-- BEGIN Provided records --

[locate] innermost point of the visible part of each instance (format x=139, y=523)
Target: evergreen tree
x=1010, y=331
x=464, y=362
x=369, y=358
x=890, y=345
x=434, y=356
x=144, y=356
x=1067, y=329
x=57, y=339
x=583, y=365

-- END Provided records --

■ **Instructions to follow**: Please print the data above again, line for line and without any changes.

■ **Task solution**:
[locate] innermost point of the visible part of each instance (format x=139, y=523)
Target: evergreen tree
x=1010, y=331
x=464, y=362
x=369, y=358
x=890, y=345
x=434, y=356
x=144, y=356
x=1067, y=329
x=57, y=339
x=583, y=365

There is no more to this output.